DEBTOR IN POSSESSION
NOTES TO MONTHLY OPERATING REPORT
(Dollars in millions)
Note 1. Basis of Presentation
General
Dana Corporation (Dana) and its consolidated subsidiaries are a leading supplier of axle, driveshaft, engine, structural, sealing and thermal products. Dana designs and manufactures products for every major vehicle producer in the world and is focused on being an essential partner to its automotive, commercial truck and off-highway vehicle customers.
On March 3, 2006 (the Filing Date), Dana Corporation and forty of its wholly-owned domestic subsidiaries (collectively, the Debtors) filed voluntary petitions for reorganization under Chapter 11 of the United States Bankruptcy Code (the Bankruptcy Code) in the United States Bankruptcy Court for the Southern District of New York (the Bankruptcy Court). These Chapter 11 cases are being administered jointly under Case Number 06-10354 (BRL) and are collectively referred to as the “Bankruptcy Cases.” A listing of the Debtors and their respective case numbers is set forth at the beginning of this Monthly Operating Report. Neither Dana Credit Corporation (DCC) and its subsidiaries nor any of Dana’s non-U.S. subsidiaries are Debtors. See Note 2 for more information about the reorganization proceedings.

## What you will do
(1) Reproduce, word for word, the part of the operating report notes that opens with the words containing "DEBTOR IN POSSESSION" and closes with "off-highway vehicle customers.".
(2) According to the operating report notes, under which case number are the Chapter 11 cases jointly administered?
(3) Go on with the operating report notes, picking up after their final sentence.

## Collected material
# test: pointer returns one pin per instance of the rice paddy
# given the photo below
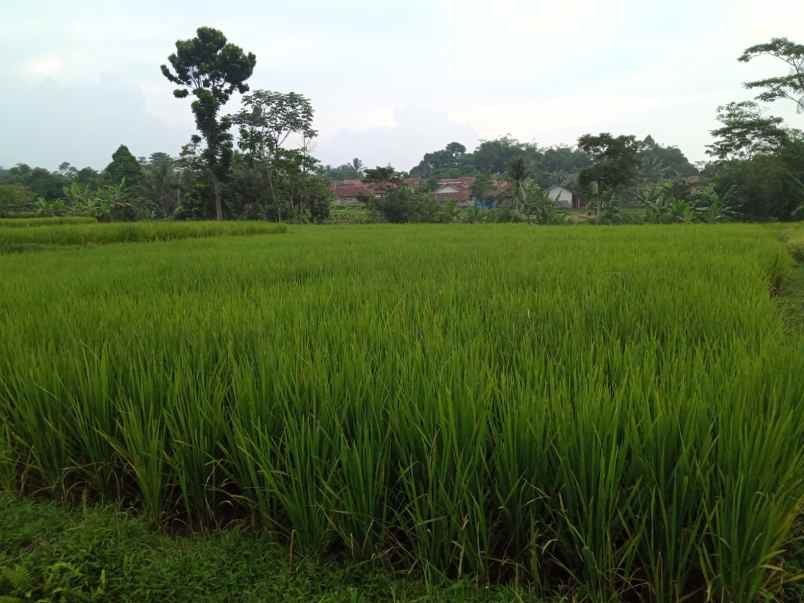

## Answers in order
(1)
DEBTOR IN POSSESSION
NOTES TO MONTHLY OPERATING REPORT
(Dollars in millions)
Note 1. Basis of Presentation
General
Dana Corporation (Dana) and its consolidated subsidiaries are a leading supplier of axle, driveshaft, engine, structural, sealing and thermal products. Dana designs and manufactures products for every major vehicle producer in the world and is focused on being an essential partner to its automotive, commercial truck and off-highway vehicle customers.

(2) Case Number 06-10354 (BRL)

(3)
This Monthly Operating Report has been prepared solely for the purpose of complying with the monthly reporting requirements applicable in the Bankruptcy Cases and is in a format acceptable to the Office of the United States Trustee for the Southern District of New York (the U.S. Trustee) and to the lenders under the DIP Credit Agreement which is discussed in Note 3. The financial information contained herein is limited in scope and covers a limited time period. Moreover, such information is unaudited and, as discussed below, is not prepared in accordance with accounting principles generally accepted in the United States (GAAP). Accordingly, this Monthly Operating Report should not be used for investment purposes.
Case Number: 06-10354 (BRL) (Jointly Administered)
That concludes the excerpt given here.